Set exercise 1
Copy out the records word for word, taking everything from the line containing "Expected: for every instance of the truck rear" down to the line containing "x=298 y=214", with both of those lines included.

Text provided
ThynkTax /Tax Reference /IT Act 2025 /§116 · was § 54EC

Section 54EC - Capital Gains Exemption via NHAI/REC Bonds

Section 116, Income Tax Act 2025·Effective April 1, 2026 (IT Act 2025)·Live · API confirms § 116

LTCG from sale of ANY long-term capital asset is exempt if reinvested in specified bonds (NHAI, REC, PFC, IRFC) within 6 months of transfer. Maximum ₹50 lakh per FY, 5-year lock-in.

Key provisions

  • Must invest within 6 months of date of transfer
  • Maximum investment: ₹50 lakh in a financial year
  • Bonds: NHAI (National Highways Authority of India), REC (Rural Electrification Corp), PFC (Power Finance Corp), IRFC - all rated AAA
  • Lock-in: 5 years (if sold or converted before 5 years, exemption withdrawn)

Set exercise 2
List every bond issuer that the Section 54EC text names.

Point labeling dataset excerpts

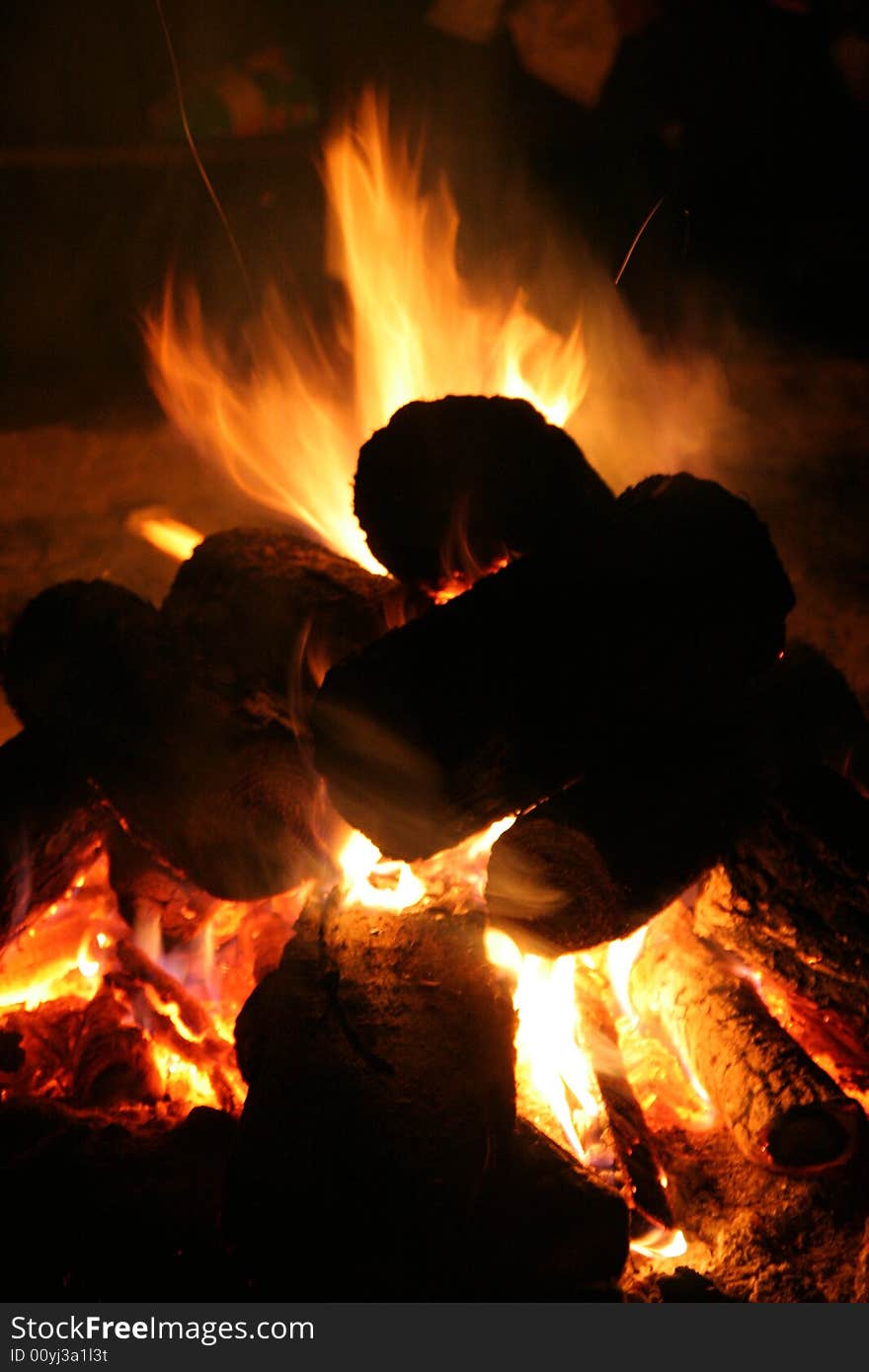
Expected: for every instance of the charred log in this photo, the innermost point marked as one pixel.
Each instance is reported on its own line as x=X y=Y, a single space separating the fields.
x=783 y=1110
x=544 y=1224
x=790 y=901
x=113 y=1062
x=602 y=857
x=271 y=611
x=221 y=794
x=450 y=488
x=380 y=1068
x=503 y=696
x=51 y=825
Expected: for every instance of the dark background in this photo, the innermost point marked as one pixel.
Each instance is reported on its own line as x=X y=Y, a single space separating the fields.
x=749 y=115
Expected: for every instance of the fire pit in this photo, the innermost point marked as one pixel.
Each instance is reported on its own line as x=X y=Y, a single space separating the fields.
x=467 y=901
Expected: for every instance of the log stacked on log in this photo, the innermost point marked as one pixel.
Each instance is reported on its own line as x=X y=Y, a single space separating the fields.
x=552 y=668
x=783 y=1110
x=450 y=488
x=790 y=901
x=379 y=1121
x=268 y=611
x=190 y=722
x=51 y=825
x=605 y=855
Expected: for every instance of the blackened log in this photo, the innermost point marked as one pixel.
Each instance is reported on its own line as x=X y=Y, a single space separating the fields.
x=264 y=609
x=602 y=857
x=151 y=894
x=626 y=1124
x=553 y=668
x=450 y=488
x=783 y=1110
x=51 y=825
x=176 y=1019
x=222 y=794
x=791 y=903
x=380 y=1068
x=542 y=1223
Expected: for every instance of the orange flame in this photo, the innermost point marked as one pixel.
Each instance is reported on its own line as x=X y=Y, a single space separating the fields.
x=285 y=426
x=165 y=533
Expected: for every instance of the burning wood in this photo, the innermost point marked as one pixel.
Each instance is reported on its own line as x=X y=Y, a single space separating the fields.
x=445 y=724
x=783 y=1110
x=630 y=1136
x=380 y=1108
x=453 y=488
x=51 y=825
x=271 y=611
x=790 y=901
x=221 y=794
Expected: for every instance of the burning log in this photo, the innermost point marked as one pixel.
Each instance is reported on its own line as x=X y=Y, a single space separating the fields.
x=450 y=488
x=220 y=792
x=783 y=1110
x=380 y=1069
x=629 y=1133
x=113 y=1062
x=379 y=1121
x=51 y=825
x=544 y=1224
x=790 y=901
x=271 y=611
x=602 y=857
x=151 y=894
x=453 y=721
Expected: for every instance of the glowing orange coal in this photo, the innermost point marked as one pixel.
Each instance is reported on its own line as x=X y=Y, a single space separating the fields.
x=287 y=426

* * *

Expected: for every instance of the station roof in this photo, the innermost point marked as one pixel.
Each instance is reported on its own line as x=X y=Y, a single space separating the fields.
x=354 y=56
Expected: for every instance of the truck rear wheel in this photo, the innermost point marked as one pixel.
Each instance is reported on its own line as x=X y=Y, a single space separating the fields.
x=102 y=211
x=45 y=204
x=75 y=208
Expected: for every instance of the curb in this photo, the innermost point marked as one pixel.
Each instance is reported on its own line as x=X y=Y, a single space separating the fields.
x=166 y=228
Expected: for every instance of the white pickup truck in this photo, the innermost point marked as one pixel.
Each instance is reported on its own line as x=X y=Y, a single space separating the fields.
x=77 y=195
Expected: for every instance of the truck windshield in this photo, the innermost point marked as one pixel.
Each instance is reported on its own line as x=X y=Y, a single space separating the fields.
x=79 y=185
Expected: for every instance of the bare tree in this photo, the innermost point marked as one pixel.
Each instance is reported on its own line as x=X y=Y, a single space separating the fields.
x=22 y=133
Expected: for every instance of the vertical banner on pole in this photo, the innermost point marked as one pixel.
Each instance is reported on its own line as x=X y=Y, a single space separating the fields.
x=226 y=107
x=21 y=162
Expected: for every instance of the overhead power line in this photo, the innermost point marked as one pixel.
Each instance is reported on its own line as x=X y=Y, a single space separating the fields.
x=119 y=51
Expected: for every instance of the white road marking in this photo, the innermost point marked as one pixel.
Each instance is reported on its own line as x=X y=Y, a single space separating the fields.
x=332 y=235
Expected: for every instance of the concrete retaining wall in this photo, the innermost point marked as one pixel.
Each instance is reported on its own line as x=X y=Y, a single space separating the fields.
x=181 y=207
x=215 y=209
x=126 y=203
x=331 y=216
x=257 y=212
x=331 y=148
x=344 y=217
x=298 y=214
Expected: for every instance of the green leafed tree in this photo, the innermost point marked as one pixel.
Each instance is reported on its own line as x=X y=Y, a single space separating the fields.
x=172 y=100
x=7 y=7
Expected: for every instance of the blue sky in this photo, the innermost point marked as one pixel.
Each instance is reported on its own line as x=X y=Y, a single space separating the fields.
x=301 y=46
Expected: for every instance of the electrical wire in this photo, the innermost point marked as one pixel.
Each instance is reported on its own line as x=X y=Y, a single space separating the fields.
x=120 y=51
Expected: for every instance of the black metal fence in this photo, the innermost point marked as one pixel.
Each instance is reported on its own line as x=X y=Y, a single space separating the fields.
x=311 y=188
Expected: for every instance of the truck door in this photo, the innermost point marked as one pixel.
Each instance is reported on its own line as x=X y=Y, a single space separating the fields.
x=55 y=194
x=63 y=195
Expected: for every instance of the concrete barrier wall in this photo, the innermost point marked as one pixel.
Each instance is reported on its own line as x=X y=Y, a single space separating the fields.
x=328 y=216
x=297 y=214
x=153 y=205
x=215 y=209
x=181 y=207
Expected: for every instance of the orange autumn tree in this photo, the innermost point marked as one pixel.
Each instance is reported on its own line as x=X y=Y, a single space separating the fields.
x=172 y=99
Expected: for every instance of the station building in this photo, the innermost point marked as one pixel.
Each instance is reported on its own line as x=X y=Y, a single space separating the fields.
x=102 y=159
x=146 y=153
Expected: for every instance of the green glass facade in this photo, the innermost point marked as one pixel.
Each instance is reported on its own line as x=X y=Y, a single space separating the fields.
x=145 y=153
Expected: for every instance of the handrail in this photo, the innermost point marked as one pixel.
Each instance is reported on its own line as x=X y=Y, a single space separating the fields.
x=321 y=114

Written response 1
Expected: for every instance of the truck rear wheel in this photo, the innermost point marked as one pixel.
Each instance is reported on its own line as x=X y=Y, a single space separating the fields.
x=102 y=211
x=45 y=204
x=75 y=208
Expected: for every instance of the curb in this photo, the innermost point marked as one pixel.
Each instance is reported on its own line as x=X y=Y, a single space separating the fields.
x=166 y=228
Expected: for every instance of the white pickup truck in this photo, the innermost point marked as one pixel.
Each instance is reported on its own line as x=X y=Y, a single space separating the fields.
x=77 y=195
Expected: for every instance of the truck windshield in this photo, the innermost point marked as one pixel.
Each instance is reported on its own line as x=X y=Y, a single space separating the fields.
x=79 y=185
Expected: for every instance of the bare tree in this photo, the innermost point marked as one pixel.
Each instance is reported on its own line as x=X y=Y, a single space separating the fields.
x=22 y=133
Expected: for every instance of the vertical banner on pole in this photo, the innermost point marked as one pixel.
Each instance is reported on its own line as x=X y=Y, a single space separating the fields.
x=226 y=107
x=21 y=162
Expected: for every instance of the overhead power line in this photo, the innermost point marked as one pixel.
Each instance is reported on its own line as x=X y=Y, a single space separating the fields.
x=119 y=51
Expected: for every instance of the white road marking in this photo, the innermost point marked as one pixel.
Each instance is reported on its own line as x=X y=Y, a single space separating the fields.
x=332 y=235
Expected: for every instance of the concrete retaining wall in this photo, the innermost point marked as one pixel.
Each instance is reported on its own line as x=X y=Y, a single space separating the fields.
x=181 y=207
x=215 y=209
x=126 y=203
x=331 y=216
x=257 y=212
x=331 y=148
x=344 y=217
x=298 y=214

Written response 2
- NHAI (National Highways Authority of India)
- REC (Rural Electrification Corp)
- PFC (Power Finance Corp)
- IRFC